● **Listed records**
= = = =
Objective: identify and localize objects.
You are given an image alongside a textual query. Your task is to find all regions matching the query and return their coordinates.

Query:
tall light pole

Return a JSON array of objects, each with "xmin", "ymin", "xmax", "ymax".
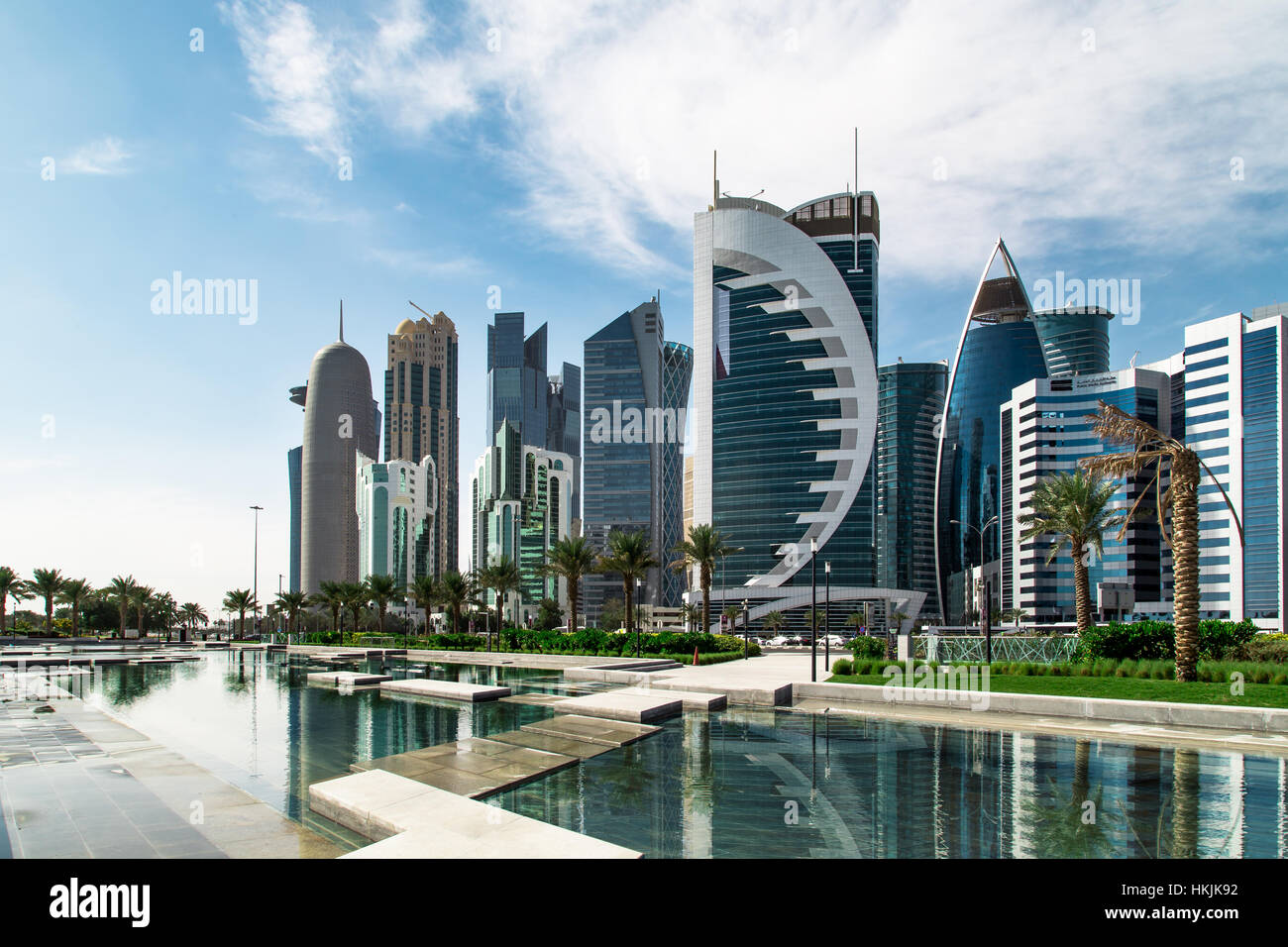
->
= = = =
● **Goal**
Copy the records above word for word, omitting the picture.

● **Answer in full**
Objective: identify and localize objects.
You are given an image alongside a textual query. Your task is to find all regions matching the query and return their coordinates.

Query:
tall light pole

Return a JSON array of objects, each with "xmin", "ymin", "xmax", "ymax".
->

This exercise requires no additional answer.